All lines below containing the string "mason" are to be copied.

* [Supplied records]
━━━━━━━━

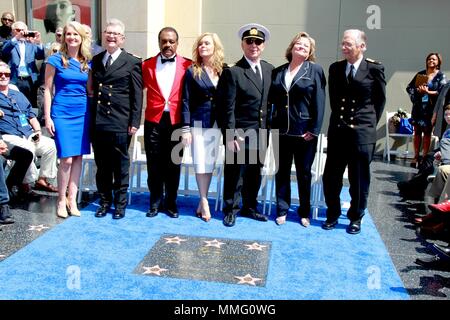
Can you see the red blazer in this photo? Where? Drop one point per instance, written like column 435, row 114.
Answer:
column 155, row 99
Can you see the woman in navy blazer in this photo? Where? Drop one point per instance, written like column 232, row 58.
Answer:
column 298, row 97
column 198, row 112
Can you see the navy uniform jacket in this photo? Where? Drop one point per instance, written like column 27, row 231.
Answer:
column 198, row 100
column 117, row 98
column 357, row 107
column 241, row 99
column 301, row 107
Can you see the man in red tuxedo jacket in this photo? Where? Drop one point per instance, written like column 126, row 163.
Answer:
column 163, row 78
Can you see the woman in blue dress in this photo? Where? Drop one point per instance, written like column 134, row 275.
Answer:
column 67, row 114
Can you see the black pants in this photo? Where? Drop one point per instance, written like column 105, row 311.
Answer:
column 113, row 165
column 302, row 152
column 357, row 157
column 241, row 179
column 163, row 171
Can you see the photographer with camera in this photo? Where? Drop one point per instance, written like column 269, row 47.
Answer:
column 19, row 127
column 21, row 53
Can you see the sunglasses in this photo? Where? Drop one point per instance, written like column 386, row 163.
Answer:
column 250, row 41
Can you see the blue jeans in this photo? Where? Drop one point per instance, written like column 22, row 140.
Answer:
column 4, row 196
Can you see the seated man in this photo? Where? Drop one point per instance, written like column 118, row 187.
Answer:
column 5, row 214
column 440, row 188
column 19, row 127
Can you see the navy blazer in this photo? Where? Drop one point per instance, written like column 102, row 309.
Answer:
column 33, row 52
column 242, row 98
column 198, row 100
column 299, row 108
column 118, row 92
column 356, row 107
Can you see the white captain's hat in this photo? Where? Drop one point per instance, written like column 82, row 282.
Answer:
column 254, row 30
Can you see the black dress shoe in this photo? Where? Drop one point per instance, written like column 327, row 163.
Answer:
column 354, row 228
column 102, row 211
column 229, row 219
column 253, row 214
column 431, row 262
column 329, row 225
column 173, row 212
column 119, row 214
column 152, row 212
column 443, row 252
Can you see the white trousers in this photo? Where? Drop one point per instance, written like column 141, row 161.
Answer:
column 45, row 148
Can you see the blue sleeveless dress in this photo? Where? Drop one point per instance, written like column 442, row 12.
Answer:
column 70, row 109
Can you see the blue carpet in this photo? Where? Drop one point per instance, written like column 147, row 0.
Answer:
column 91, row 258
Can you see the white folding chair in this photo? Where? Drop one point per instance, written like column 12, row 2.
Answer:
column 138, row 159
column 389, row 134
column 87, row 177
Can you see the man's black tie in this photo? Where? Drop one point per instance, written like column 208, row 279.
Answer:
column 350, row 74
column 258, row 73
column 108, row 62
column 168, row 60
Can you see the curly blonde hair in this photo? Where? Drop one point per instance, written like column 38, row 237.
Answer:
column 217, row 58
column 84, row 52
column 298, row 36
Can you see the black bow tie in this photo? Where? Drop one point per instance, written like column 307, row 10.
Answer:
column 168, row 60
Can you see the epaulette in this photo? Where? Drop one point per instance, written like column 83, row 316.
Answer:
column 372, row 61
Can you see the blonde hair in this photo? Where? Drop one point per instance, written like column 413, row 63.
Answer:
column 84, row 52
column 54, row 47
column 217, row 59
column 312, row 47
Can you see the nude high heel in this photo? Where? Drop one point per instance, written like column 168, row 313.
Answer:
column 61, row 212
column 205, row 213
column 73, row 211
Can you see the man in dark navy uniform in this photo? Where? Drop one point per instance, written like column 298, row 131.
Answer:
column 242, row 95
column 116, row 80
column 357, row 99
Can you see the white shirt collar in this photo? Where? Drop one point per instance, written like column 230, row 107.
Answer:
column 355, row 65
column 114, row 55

━━━━━━━━

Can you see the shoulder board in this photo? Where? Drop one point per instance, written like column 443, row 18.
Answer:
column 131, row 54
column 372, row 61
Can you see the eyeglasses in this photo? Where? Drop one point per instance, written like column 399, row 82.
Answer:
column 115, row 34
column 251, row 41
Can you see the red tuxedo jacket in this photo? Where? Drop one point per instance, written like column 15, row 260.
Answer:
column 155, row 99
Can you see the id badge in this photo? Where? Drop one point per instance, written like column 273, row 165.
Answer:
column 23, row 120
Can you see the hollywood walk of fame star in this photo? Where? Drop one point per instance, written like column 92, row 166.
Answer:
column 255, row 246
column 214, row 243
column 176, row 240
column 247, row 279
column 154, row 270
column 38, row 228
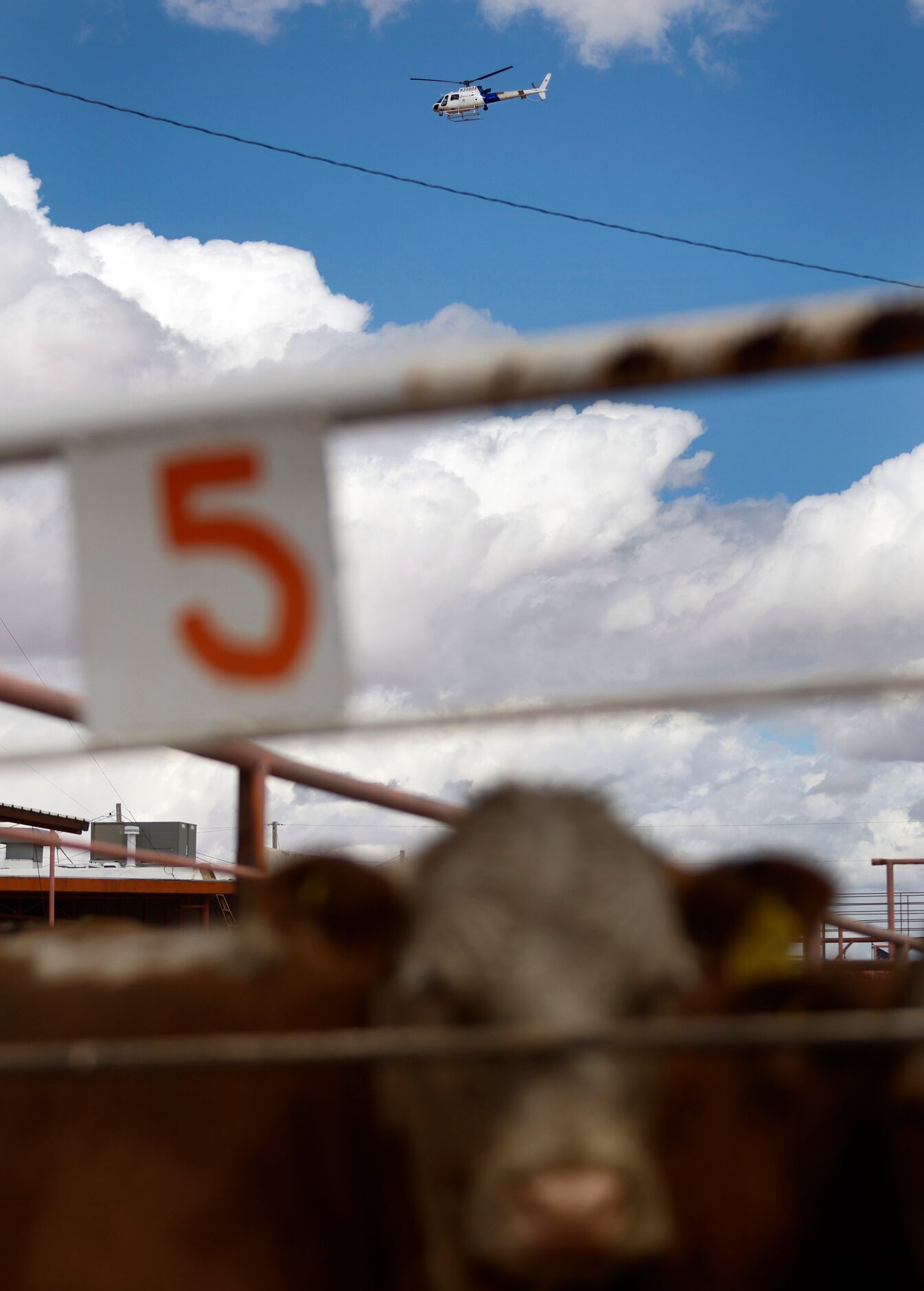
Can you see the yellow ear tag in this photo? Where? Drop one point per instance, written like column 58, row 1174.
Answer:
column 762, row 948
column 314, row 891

━━━━━━━━

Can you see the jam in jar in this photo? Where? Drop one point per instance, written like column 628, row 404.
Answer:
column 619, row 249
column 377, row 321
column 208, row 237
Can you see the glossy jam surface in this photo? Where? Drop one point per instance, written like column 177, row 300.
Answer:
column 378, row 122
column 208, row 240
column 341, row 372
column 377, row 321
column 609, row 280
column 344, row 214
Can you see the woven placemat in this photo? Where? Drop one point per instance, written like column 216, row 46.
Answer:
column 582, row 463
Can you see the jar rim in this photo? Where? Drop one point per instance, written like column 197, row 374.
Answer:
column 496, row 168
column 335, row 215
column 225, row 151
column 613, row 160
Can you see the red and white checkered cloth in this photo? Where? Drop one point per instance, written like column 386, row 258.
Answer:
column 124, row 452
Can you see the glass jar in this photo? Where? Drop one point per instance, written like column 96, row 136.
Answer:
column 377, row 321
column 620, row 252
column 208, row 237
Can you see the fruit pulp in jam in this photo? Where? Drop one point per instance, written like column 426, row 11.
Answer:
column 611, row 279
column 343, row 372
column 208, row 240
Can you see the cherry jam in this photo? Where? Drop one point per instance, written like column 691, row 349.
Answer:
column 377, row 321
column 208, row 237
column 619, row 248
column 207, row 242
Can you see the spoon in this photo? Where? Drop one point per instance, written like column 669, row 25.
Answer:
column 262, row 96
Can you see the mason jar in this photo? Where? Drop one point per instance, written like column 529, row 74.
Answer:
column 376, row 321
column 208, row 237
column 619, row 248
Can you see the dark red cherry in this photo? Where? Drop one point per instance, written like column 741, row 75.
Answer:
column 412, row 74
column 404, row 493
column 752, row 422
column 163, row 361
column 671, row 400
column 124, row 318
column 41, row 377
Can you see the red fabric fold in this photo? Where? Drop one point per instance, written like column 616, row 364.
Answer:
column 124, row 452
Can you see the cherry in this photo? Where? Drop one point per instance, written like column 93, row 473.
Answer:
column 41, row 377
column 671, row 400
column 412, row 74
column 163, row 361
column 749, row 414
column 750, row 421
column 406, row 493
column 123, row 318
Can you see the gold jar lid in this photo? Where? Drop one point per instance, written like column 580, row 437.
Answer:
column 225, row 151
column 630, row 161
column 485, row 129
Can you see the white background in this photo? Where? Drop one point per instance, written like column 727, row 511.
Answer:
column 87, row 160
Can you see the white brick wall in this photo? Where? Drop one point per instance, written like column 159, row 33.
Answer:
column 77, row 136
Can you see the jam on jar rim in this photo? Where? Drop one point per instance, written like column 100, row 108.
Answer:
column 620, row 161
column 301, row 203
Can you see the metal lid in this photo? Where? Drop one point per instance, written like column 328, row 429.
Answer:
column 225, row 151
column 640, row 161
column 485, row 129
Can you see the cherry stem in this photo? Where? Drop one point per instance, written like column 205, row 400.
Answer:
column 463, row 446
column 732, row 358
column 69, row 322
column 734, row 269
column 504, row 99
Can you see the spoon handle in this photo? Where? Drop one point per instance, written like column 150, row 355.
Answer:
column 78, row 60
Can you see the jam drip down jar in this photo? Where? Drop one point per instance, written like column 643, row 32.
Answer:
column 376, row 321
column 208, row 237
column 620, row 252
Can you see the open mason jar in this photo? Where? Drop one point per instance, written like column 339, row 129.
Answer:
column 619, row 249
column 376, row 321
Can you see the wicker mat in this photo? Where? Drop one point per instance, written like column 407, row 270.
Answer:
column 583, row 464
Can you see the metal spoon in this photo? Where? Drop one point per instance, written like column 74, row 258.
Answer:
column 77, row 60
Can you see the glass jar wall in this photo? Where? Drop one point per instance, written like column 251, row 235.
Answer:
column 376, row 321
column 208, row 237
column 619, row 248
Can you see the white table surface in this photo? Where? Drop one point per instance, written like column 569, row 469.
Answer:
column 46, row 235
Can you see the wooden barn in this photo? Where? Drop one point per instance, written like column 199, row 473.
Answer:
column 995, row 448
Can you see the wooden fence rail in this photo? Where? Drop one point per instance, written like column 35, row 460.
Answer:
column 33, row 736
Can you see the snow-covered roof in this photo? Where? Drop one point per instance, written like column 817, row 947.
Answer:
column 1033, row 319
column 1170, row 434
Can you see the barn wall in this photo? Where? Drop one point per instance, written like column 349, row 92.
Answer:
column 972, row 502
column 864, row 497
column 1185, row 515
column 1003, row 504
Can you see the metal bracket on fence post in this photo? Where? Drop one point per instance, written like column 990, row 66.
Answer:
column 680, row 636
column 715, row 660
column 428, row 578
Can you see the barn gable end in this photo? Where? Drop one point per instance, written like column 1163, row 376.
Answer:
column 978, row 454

━━━━━━━━

* [Exercise output]
Can you see the mason jar in this photo? Where? Drop one point per instance, written like column 529, row 74.
Can you see the open mason jar in this photo? Where? Drop one point per instance, written like column 339, row 129.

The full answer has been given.